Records
···
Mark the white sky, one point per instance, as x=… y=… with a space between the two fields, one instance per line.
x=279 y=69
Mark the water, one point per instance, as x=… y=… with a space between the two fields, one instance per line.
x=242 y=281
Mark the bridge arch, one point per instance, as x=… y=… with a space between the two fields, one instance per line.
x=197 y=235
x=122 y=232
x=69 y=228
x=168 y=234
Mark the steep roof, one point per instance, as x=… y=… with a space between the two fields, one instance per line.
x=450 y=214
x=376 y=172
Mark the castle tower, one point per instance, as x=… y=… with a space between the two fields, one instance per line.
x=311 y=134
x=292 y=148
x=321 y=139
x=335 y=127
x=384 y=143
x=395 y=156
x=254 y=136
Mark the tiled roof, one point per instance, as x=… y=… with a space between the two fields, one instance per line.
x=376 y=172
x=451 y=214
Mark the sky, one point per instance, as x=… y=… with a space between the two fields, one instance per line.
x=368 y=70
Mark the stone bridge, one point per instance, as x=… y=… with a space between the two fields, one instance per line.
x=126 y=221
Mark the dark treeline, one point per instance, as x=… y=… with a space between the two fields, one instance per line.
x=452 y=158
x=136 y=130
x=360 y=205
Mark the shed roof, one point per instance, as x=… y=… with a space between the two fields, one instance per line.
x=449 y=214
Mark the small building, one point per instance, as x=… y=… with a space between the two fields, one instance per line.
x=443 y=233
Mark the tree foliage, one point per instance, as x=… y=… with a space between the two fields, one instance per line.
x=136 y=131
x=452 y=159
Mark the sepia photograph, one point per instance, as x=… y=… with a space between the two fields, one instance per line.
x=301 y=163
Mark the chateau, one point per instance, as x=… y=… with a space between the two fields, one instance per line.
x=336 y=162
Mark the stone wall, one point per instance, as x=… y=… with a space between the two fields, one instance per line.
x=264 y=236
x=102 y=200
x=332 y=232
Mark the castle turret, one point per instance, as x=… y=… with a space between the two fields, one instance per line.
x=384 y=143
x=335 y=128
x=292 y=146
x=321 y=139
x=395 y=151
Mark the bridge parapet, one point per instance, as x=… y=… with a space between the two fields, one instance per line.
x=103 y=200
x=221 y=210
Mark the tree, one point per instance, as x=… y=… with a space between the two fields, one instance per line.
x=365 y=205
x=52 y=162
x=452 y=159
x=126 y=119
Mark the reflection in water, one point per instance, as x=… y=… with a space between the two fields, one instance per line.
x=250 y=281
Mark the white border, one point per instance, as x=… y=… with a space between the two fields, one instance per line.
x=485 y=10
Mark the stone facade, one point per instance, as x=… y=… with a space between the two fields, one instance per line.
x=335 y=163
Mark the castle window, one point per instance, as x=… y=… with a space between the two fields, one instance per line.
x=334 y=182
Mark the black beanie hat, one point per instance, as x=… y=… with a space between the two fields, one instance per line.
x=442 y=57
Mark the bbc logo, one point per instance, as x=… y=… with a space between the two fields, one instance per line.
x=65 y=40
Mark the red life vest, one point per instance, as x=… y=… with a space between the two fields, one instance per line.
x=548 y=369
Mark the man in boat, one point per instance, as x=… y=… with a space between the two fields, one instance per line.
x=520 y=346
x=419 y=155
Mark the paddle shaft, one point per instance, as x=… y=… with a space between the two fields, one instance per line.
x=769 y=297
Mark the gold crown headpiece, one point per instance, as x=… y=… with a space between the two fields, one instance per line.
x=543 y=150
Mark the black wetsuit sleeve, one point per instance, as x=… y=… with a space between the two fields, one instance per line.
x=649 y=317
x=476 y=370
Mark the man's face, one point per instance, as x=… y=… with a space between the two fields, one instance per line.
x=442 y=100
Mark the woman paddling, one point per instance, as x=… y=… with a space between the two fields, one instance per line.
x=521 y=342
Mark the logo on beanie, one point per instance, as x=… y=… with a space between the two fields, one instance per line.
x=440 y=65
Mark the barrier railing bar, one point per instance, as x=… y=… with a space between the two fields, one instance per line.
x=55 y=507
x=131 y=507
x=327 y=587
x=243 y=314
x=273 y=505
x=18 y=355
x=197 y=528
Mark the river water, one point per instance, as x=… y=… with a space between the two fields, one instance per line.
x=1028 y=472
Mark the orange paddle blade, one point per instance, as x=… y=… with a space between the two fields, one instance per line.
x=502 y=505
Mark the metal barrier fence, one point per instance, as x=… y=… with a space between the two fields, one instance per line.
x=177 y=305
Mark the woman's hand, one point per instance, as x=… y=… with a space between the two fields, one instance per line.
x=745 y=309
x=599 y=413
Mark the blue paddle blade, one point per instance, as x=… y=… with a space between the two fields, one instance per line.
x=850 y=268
···
TASK DESCRIPTION: Duplicate every line of the listing above without any changes.

WORKED ANSWER:
Mark the white sky, one point per instance, as x=… y=… with a space between the two fields, one instance per line.
x=279 y=69
Mark the water, one point per instance, as x=… y=… with a space between the two fields, one instance per line.
x=242 y=281
Mark the bridge arch, one point per instance, as x=… y=… with a space between the two fields, one instance per line.
x=197 y=235
x=122 y=232
x=69 y=228
x=168 y=234
Mark the steep roof, one point per instance, as x=… y=… with a space between the two fields, one instance per line.
x=450 y=214
x=376 y=172
Mark the castle tower, one point per instance, as x=… y=… with a space between the two fields, one instance per line.
x=311 y=134
x=292 y=148
x=321 y=139
x=335 y=127
x=384 y=143
x=395 y=156
x=254 y=136
Mark the tiled roof, one point per instance, as x=… y=… with a space between the two fields, one instance per line.
x=376 y=172
x=451 y=214
Mark the sky, one point per instance, as x=… y=… with a space between the two fields, one instance per line.
x=368 y=70
Mark the stone bridge, one point per instance, as x=… y=… with a space between the two fields, one instance per line.
x=126 y=221
Mark the dark treeline, one point per instance, as x=… y=… with a space between the two fields, one instance per line.
x=452 y=158
x=136 y=130
x=360 y=205
Mark the shed roof, one point per instance, as x=… y=… with a space between the two fields, one instance per line.
x=449 y=214
Mark the small building, one point per instance, as x=… y=… with a space between the two fields, one instance per line.
x=443 y=233
Mark the tree foliage, one point per instance, as x=… y=… with a space between the two fields, one instance per line.
x=136 y=131
x=452 y=159
Mark the sepia photograph, one point per instance, as x=… y=… with a space between the two fields, one instance per line.
x=301 y=163
Mark the chateau, one point per instance, as x=… y=… with a space between the two fields, one instance per line.
x=336 y=162
Mark the stone wall, one point per instance, as x=… y=… with a space between the two fields, one instance per line.
x=264 y=236
x=102 y=200
x=332 y=232
Mark the castle turret, one point per instance, as x=… y=… with a space between the two fields, one instance per line.
x=384 y=143
x=335 y=128
x=292 y=146
x=321 y=139
x=395 y=151
Mark the bridge parapet, one point per instance, as x=… y=… with a space between the two fields, one instance per line.
x=103 y=200
x=221 y=210
Mark the tree, one point per instance, as x=… y=… with a space between the two fields, one instance per line.
x=365 y=205
x=52 y=162
x=452 y=159
x=126 y=119
Mark the reflection in water, one point per instance, as x=… y=… with a space between the two fields, one instance per line.
x=250 y=281
Mark the white border, one point per instance, as x=… y=… with a space between the two fields, one instance per line.
x=485 y=10
Mark the stone facade, one point per instance, as x=… y=… with a space between the two fields, one instance per line.
x=335 y=163
Mark the castle window, one point per instance, as x=… y=… with a space between the two fields, one instance per line.
x=334 y=182
Mark the black beanie hat, one point per instance, as x=… y=… with a space between the two fields, one instance per line.
x=442 y=57
Mark the bbc logo, one point per instance, as x=… y=… with a space between the two fields, one instance per line.
x=65 y=40
Mark the red life vest, one point per instance, as x=… y=… with a space between the two fields, one instance per line.
x=548 y=369
Mark the man in boat, one point per instance, as x=… y=… with a space between the two fields, one instance per line.
x=520 y=346
x=419 y=155
Mark the paddle shaft, one point per instance, as x=… y=… with a space between the two fields, one instance per line.
x=769 y=297
Mark the gold crown headpiece, one point per instance, as x=… y=… with a space between the two fields, one instance per line.
x=543 y=150
Mark the black wetsuit sleeve, one point per instance, as x=… y=… with a space between the two fields, one instance per line.
x=649 y=317
x=476 y=370
Mark the man's face, one point per instance, as x=… y=… with a space between the two fields, one instance per line.
x=442 y=100
Mark the woman paddling, one point per instance, as x=… y=… with a space between the two fields, one instance per line.
x=521 y=342
Mark the logo on beanie, one point per instance, as x=… y=… with a space between the two fields, one instance per line.
x=440 y=65
Mark the barrier railing bar, one point per instance, as x=… y=… with a space between the two fields, one instance per line.
x=55 y=507
x=131 y=507
x=327 y=587
x=243 y=314
x=273 y=505
x=18 y=355
x=197 y=528
Mark the river water, one point per instance, as x=… y=… with a space between the two fields, one instance per line.
x=1028 y=472
Mark the orange paddle blade, one point per instance, as x=… y=… with a space between the two fields, one instance per line.
x=502 y=505
Mark the metal barrier fence, one point per instance, as x=… y=… with a space between the two fields, one instance per line.
x=177 y=305
Mark the woman's hand, one point per instance, as x=… y=… with a space between the two fields, one instance per line.
x=745 y=309
x=599 y=413
Mark the blue paddle blade, one point per instance, as x=… y=… with a space between the two fields, one instance per line.
x=850 y=268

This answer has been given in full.